Your task
Rewrite every line of the records below, request text included, and leave out the pictures. Multiply each pixel coordinate in the answers by 0.3 and round it to a whole number, with halves rounding up.

Task data
━━━━━━━━━━━━━━━━

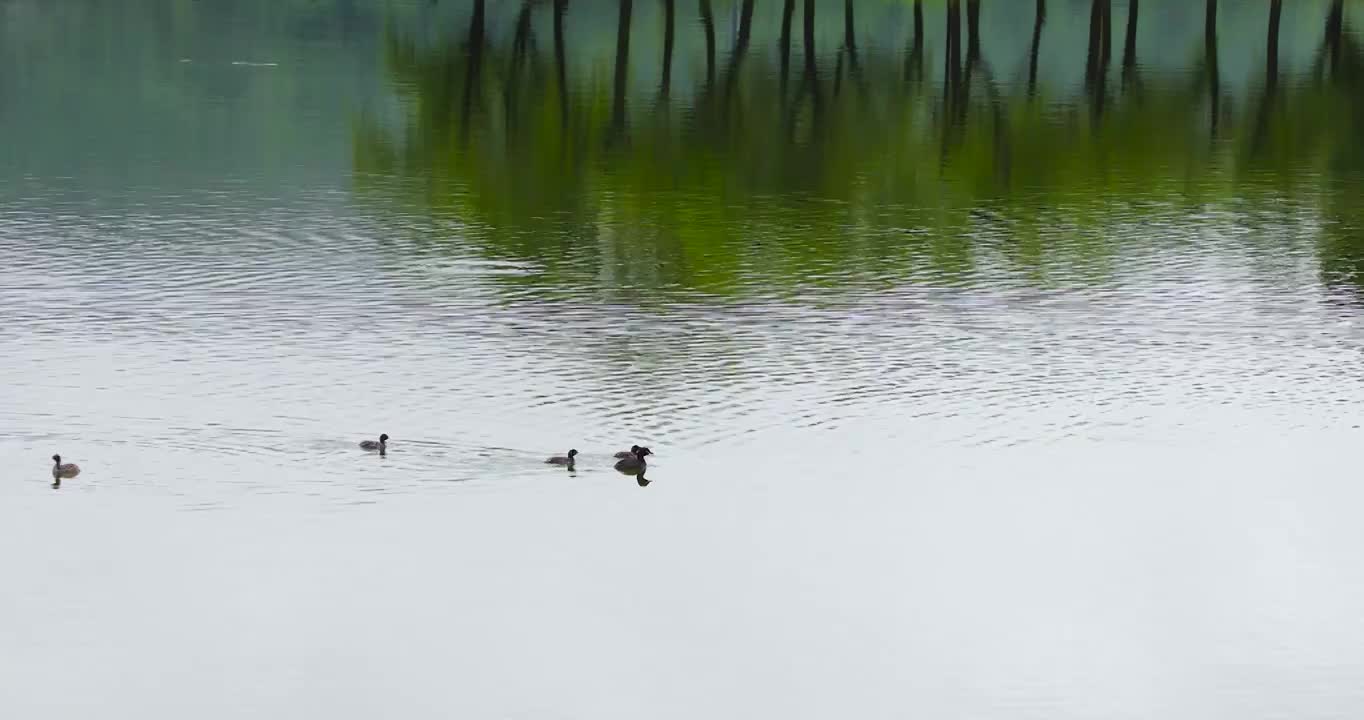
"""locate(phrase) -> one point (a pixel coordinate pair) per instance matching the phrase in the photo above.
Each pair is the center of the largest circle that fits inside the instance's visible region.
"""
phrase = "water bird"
(562, 460)
(633, 449)
(382, 446)
(59, 469)
(634, 464)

━━━━━━━━━━━━━━━━

In response
"""locate(phrase) -> one point (a pixel coordinate pair) per instance matching the phrase in the photo above.
Each pair is the center of the largest circle that fits inside the instance's visible region.
"""
phrase = "water bird"
(169, 138)
(190, 135)
(115, 134)
(18, 141)
(190, 139)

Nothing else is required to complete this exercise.